======== Input material ========

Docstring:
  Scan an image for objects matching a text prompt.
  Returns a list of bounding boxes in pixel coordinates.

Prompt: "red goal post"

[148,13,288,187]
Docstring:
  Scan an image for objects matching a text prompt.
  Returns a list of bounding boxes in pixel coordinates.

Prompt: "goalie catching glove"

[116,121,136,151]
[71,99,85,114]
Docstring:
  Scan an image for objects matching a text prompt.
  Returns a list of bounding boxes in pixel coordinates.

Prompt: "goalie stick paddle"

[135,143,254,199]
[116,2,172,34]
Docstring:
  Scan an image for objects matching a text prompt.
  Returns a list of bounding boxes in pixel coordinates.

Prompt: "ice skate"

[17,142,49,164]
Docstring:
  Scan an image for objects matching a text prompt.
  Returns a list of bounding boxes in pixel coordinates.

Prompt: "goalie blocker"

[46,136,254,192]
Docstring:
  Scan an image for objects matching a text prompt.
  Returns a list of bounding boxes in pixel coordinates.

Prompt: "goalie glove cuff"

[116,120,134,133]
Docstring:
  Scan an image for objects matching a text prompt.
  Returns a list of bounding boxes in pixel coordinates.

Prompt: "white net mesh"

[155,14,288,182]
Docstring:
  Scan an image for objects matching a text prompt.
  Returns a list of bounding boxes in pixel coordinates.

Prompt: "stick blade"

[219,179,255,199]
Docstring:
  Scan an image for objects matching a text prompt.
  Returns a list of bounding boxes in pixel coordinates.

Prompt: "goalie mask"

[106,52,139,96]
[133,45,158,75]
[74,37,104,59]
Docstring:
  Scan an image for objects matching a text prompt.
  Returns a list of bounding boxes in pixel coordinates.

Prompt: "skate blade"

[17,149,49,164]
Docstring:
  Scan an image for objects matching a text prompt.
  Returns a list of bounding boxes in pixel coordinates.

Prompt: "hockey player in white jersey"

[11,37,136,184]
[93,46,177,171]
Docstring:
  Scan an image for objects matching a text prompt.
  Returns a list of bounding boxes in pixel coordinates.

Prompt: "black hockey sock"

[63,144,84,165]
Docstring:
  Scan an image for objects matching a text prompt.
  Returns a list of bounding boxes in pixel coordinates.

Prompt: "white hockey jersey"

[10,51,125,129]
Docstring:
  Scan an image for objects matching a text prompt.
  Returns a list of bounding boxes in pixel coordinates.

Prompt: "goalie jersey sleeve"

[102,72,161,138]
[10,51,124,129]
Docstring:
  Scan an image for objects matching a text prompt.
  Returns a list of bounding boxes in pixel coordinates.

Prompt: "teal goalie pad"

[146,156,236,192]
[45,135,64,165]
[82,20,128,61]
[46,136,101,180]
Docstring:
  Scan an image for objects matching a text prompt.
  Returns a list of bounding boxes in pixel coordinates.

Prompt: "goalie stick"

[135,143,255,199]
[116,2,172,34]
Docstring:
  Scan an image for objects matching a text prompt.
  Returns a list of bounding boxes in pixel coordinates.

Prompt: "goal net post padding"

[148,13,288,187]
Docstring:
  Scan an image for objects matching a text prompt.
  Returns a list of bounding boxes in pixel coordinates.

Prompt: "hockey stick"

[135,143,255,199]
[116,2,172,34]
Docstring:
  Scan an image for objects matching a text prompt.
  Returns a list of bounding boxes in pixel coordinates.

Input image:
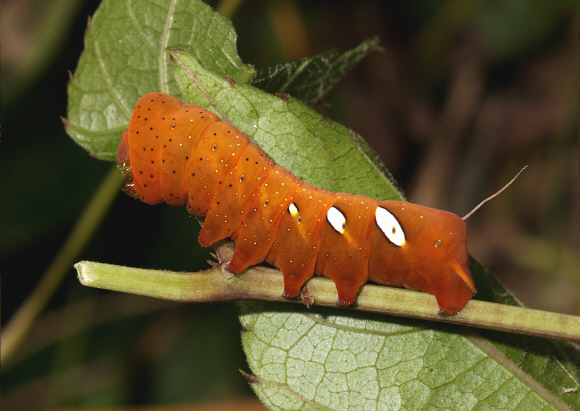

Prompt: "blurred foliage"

[0,0,580,410]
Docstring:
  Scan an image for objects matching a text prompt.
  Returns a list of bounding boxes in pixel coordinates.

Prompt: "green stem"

[75,251,580,341]
[0,165,122,364]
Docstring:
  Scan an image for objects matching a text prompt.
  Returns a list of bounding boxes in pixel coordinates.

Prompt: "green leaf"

[65,0,254,161]
[67,1,580,410]
[250,37,379,104]
[172,51,580,410]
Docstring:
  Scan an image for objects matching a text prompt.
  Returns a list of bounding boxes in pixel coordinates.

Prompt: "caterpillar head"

[369,201,475,314]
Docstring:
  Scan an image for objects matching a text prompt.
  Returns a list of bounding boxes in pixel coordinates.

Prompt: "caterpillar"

[118,93,475,314]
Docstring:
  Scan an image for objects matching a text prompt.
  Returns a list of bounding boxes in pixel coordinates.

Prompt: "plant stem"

[75,253,580,341]
[0,165,122,364]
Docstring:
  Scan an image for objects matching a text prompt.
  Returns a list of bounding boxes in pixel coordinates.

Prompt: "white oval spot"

[375,207,405,247]
[326,207,346,234]
[288,203,298,218]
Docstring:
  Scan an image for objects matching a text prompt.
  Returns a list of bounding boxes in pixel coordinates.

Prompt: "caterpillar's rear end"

[118,93,475,314]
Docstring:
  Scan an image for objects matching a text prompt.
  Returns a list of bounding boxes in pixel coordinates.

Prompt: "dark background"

[0,0,580,409]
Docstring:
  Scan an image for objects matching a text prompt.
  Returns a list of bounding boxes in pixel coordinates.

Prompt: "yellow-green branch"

[75,246,580,341]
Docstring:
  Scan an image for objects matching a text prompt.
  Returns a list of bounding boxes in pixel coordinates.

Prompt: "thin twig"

[75,254,580,341]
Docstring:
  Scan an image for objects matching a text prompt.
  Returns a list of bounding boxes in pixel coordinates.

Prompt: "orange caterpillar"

[118,93,475,314]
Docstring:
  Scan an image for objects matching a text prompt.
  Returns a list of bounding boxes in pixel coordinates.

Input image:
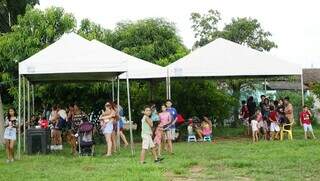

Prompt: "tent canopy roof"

[91,40,166,79]
[19,33,127,82]
[167,38,302,77]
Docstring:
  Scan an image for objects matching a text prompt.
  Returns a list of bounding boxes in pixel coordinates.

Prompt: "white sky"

[40,0,320,68]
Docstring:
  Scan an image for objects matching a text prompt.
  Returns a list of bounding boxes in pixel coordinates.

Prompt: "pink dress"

[153,112,171,145]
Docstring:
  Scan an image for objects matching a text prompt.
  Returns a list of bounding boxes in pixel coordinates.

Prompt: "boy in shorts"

[140,106,161,164]
[300,106,316,139]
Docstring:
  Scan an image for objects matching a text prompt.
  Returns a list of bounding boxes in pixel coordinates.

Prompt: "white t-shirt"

[251,120,258,131]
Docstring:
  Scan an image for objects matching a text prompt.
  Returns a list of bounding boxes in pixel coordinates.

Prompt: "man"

[300,106,316,139]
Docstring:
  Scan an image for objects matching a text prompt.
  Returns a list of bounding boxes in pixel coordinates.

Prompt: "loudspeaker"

[27,128,50,154]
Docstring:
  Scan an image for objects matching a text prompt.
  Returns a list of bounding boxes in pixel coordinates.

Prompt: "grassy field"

[0,128,320,181]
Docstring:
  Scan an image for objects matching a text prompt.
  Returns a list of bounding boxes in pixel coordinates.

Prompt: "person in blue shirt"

[166,99,178,154]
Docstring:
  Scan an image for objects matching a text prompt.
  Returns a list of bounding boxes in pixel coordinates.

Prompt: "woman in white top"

[100,102,116,156]
[4,108,17,163]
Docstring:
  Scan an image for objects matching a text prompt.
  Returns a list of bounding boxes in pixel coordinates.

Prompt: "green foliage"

[113,18,188,64]
[190,9,277,123]
[78,19,113,45]
[0,0,39,33]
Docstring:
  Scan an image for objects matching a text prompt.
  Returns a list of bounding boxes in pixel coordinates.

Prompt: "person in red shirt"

[300,106,316,139]
[239,101,251,135]
[269,106,280,140]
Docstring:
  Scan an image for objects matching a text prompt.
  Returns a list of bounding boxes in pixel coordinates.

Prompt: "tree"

[113,18,188,65]
[0,6,76,141]
[190,10,277,123]
[77,19,113,46]
[0,0,39,33]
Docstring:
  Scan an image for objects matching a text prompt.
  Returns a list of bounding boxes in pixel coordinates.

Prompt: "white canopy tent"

[18,33,133,158]
[91,40,167,79]
[167,38,303,102]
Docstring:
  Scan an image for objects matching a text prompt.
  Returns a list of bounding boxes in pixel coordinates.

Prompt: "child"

[154,105,171,158]
[140,106,161,164]
[201,116,212,136]
[239,101,250,135]
[300,106,316,139]
[269,106,280,140]
[251,116,259,142]
[256,109,267,140]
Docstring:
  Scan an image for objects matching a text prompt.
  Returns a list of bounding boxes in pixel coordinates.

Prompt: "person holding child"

[4,108,18,163]
[300,106,316,139]
[140,106,162,164]
[154,105,171,157]
[100,102,117,157]
[269,106,280,140]
[251,115,259,142]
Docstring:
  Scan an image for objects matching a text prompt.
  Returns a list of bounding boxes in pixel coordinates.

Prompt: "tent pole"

[300,73,304,106]
[27,80,31,129]
[17,74,21,160]
[117,76,121,151]
[112,78,114,102]
[166,68,169,99]
[126,72,134,156]
[168,68,171,99]
[22,77,26,152]
[31,84,34,115]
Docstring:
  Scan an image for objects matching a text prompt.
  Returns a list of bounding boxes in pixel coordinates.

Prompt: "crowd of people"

[4,95,315,164]
[239,95,315,142]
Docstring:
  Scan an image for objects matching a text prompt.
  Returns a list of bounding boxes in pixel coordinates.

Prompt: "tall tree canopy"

[113,18,188,65]
[0,0,39,33]
[190,10,277,124]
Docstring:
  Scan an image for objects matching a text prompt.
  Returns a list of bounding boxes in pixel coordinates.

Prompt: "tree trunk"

[0,94,4,145]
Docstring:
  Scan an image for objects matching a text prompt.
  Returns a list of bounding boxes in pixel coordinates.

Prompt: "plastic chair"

[188,135,197,142]
[280,122,293,140]
[203,136,212,142]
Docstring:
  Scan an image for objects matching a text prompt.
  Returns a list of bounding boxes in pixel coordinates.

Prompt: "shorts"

[303,124,313,132]
[141,135,155,150]
[270,122,280,132]
[242,118,250,127]
[102,122,113,134]
[166,128,176,140]
[3,128,17,140]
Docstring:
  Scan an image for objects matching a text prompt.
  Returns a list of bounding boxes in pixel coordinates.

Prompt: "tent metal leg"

[31,84,35,115]
[300,73,304,106]
[17,74,21,160]
[22,77,26,152]
[27,80,31,129]
[117,76,121,151]
[126,72,134,156]
[112,78,114,102]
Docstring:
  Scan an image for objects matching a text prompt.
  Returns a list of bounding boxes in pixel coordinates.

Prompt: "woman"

[154,105,171,157]
[4,108,17,163]
[100,102,116,156]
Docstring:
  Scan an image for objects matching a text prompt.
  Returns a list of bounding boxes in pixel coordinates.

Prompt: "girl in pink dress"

[153,105,171,157]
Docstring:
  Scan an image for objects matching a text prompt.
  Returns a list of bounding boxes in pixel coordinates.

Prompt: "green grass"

[0,128,320,181]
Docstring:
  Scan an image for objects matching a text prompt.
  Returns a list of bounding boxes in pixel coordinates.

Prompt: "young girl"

[154,105,171,157]
[256,109,267,140]
[201,116,212,136]
[4,108,17,163]
[269,106,280,140]
[100,102,116,156]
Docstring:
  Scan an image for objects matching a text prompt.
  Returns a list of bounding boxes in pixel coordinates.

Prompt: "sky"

[38,0,320,68]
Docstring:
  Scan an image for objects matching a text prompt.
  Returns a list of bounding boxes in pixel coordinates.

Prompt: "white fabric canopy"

[91,40,166,79]
[167,38,302,77]
[19,33,127,82]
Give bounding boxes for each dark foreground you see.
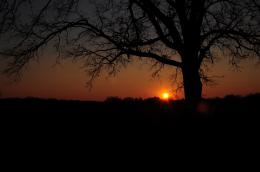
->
[0,94,260,166]
[0,94,260,135]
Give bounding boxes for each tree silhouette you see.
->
[0,0,260,102]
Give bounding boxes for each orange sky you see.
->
[0,55,260,100]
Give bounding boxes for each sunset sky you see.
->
[0,54,260,100]
[0,0,260,100]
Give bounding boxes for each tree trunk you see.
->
[182,63,202,105]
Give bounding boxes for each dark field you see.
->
[0,94,260,135]
[0,94,260,162]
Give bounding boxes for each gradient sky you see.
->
[0,1,260,100]
[0,54,260,100]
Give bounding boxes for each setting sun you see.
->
[162,92,170,100]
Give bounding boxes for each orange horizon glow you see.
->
[0,56,260,101]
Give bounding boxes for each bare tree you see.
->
[1,0,260,102]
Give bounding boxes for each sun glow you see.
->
[162,92,170,100]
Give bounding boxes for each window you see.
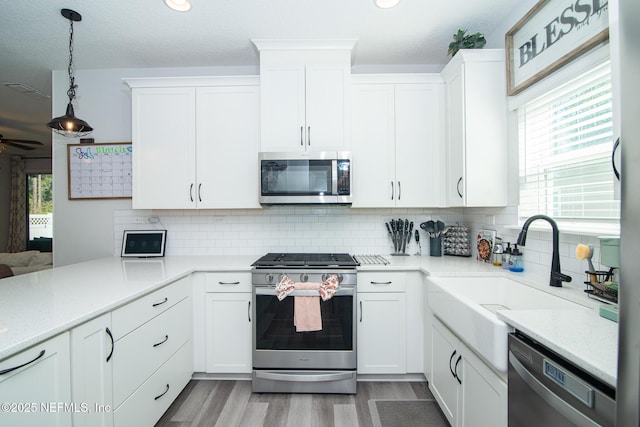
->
[518,61,620,223]
[27,174,53,252]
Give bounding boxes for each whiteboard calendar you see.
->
[67,142,132,200]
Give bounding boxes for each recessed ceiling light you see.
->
[164,0,191,12]
[376,0,400,9]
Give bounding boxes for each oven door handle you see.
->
[255,371,354,382]
[253,286,356,297]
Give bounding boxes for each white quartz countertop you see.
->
[0,254,618,387]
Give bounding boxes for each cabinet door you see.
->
[444,65,466,206]
[305,65,351,151]
[71,313,114,427]
[0,333,72,427]
[196,86,260,209]
[406,272,425,374]
[352,84,397,208]
[131,88,196,209]
[205,292,252,374]
[458,351,508,427]
[260,64,306,151]
[395,84,445,208]
[429,319,464,426]
[357,293,407,374]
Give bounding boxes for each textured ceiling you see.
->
[0,0,522,154]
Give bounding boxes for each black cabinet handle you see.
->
[106,327,115,362]
[153,335,169,347]
[449,350,457,378]
[0,350,45,375]
[152,297,169,307]
[153,384,169,400]
[453,355,462,384]
[611,138,620,181]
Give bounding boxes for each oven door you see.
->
[253,286,356,370]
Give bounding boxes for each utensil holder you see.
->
[429,236,442,256]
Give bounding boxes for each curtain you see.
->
[7,156,27,252]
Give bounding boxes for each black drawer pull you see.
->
[0,350,44,375]
[453,356,462,384]
[152,297,169,307]
[153,384,169,400]
[153,335,169,347]
[106,328,115,362]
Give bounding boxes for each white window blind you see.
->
[518,62,620,223]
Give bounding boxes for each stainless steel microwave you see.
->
[259,151,352,205]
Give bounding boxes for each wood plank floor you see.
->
[156,380,448,427]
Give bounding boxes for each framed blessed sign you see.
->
[505,0,609,95]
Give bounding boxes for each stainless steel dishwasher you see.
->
[508,332,616,427]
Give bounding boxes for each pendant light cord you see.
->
[67,19,78,102]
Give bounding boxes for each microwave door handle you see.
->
[331,160,338,196]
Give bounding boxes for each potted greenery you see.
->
[448,30,487,57]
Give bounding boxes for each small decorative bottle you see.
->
[502,242,511,270]
[509,245,524,273]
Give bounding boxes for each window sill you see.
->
[504,221,620,237]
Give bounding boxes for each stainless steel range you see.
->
[252,253,358,394]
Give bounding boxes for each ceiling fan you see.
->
[0,134,42,152]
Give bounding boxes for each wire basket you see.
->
[584,270,618,304]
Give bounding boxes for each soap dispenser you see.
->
[502,242,511,270]
[509,245,524,273]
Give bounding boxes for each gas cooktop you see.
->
[251,252,359,268]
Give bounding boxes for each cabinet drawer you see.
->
[111,276,191,340]
[113,341,193,427]
[204,271,251,292]
[358,271,407,292]
[113,299,193,408]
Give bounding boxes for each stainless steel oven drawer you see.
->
[251,370,357,394]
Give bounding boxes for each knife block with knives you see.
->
[385,218,413,256]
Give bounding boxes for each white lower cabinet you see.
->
[71,313,115,427]
[429,318,507,427]
[357,272,407,374]
[0,332,73,427]
[205,293,252,374]
[204,272,253,374]
[113,340,193,426]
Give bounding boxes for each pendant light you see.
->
[47,9,93,138]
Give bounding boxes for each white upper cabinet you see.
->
[126,77,260,209]
[442,49,508,207]
[352,74,445,208]
[253,40,355,152]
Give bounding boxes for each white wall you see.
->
[52,67,257,266]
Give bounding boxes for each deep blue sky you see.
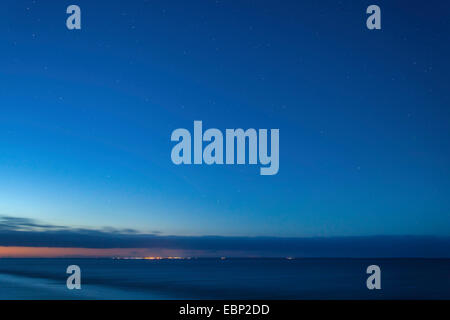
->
[0,0,450,237]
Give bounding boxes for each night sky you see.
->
[0,0,450,255]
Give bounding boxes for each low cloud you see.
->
[0,216,450,258]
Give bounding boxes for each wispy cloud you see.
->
[0,216,450,258]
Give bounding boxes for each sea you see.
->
[0,258,450,300]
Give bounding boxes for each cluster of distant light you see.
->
[113,257,191,260]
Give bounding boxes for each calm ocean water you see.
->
[0,259,450,299]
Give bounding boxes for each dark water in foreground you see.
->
[0,259,450,299]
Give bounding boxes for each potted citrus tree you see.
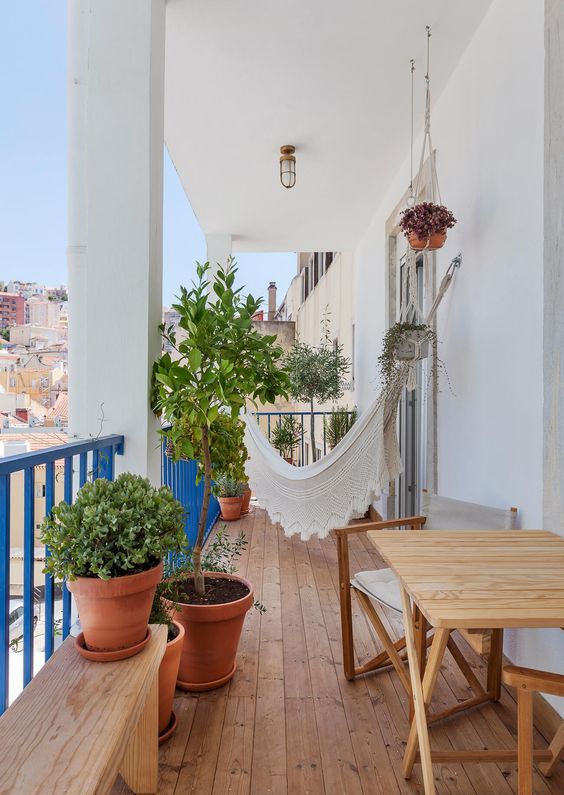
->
[400,202,456,251]
[41,473,186,662]
[153,262,288,690]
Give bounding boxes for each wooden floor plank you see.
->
[125,506,564,795]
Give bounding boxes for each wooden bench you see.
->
[0,625,166,795]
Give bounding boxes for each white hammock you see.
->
[245,263,454,541]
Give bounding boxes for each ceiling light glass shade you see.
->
[280,146,296,188]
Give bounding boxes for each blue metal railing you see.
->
[161,448,220,547]
[255,411,354,467]
[0,435,123,714]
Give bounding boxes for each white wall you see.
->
[355,0,564,712]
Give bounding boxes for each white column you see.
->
[206,235,232,282]
[543,0,564,534]
[68,0,165,483]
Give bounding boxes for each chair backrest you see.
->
[421,491,517,530]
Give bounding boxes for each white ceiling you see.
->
[165,0,491,251]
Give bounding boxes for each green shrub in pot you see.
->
[41,473,186,659]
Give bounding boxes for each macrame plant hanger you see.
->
[400,25,442,391]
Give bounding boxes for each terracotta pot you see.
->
[159,621,184,740]
[407,232,429,251]
[67,563,163,651]
[218,497,243,522]
[241,486,253,516]
[167,572,254,692]
[427,231,446,251]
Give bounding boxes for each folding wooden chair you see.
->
[503,665,564,795]
[335,492,517,720]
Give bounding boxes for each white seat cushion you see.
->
[351,569,403,613]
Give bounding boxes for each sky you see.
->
[0,0,296,306]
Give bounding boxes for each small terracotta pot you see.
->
[241,486,253,516]
[218,497,243,522]
[159,621,184,740]
[166,572,254,692]
[67,563,163,651]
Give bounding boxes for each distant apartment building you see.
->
[25,295,68,328]
[7,279,46,300]
[0,292,25,328]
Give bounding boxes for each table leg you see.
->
[120,672,159,795]
[402,588,450,795]
[487,629,503,701]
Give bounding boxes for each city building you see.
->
[0,292,25,328]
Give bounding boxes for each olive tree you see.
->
[153,260,289,595]
[285,316,350,461]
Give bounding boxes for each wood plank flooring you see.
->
[112,506,564,795]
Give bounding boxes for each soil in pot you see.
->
[241,486,253,516]
[166,572,254,692]
[159,621,184,743]
[219,497,243,522]
[67,563,163,659]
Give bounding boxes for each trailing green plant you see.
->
[159,525,266,623]
[153,259,289,596]
[41,472,186,580]
[378,323,437,386]
[323,408,357,447]
[286,313,351,461]
[270,414,302,458]
[213,475,245,497]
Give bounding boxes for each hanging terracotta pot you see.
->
[218,497,243,522]
[159,621,184,745]
[166,572,254,692]
[241,483,253,516]
[407,232,429,251]
[67,563,163,662]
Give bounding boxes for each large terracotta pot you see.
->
[167,572,254,692]
[159,621,184,743]
[241,486,253,516]
[218,497,243,522]
[67,563,163,652]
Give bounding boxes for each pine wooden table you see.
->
[368,530,564,795]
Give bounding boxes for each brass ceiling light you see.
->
[280,145,296,188]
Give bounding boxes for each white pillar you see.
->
[68,0,165,483]
[206,235,232,282]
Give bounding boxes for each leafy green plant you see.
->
[286,316,351,461]
[214,475,245,497]
[153,260,289,596]
[378,323,437,386]
[270,414,302,458]
[323,408,357,447]
[41,473,186,580]
[170,411,249,483]
[159,525,266,612]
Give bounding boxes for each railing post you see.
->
[63,458,72,640]
[0,475,10,714]
[23,467,35,687]
[45,464,55,662]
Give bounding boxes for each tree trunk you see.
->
[309,400,317,461]
[192,425,211,596]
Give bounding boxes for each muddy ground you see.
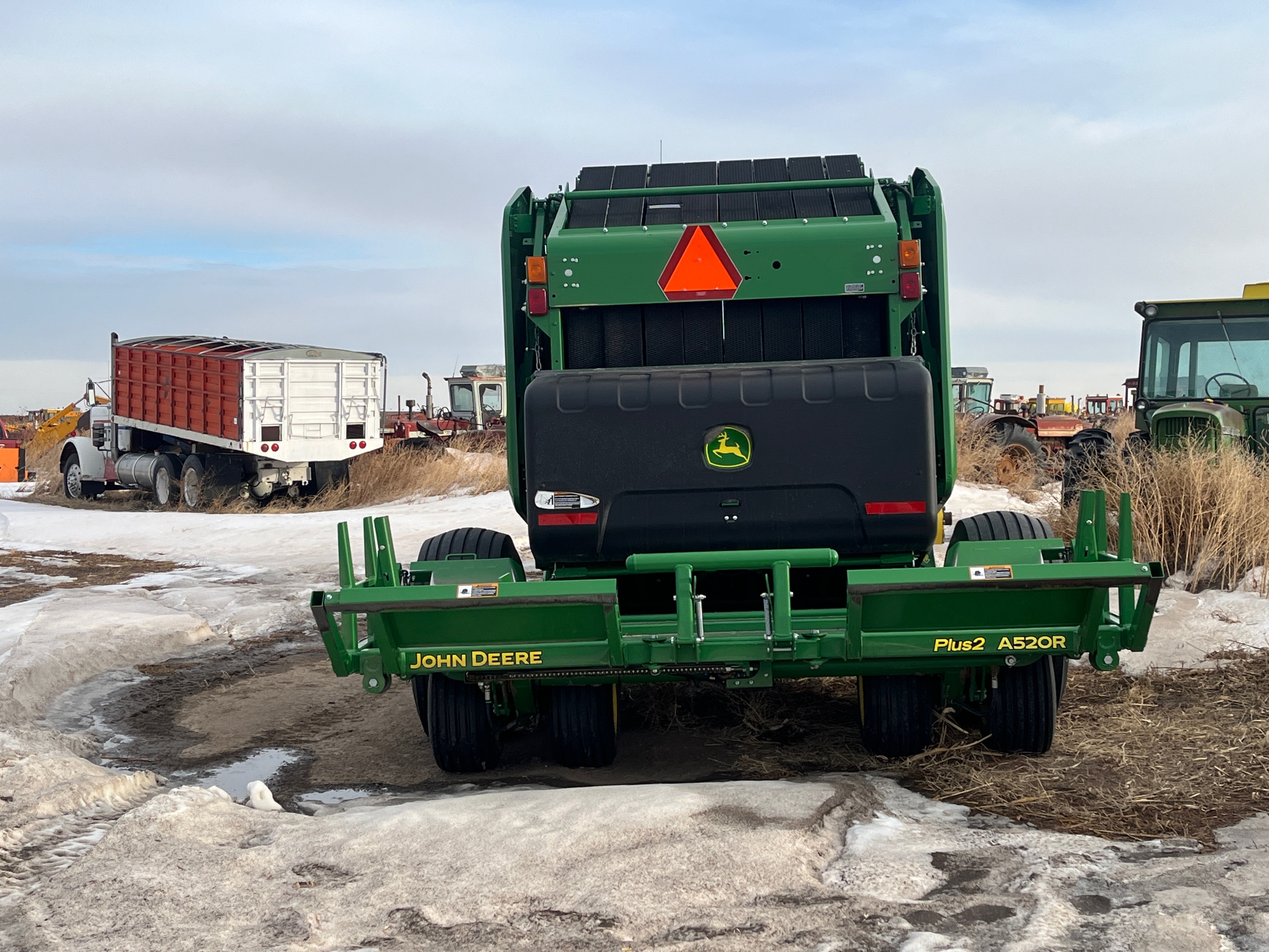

========

Your task: Extract every line from the rows above that contains the word "cloud", and list them one per line.

Final result:
Give bounding boxes for each low cloud you see.
Give bounding boxes for each wispy cloud you see.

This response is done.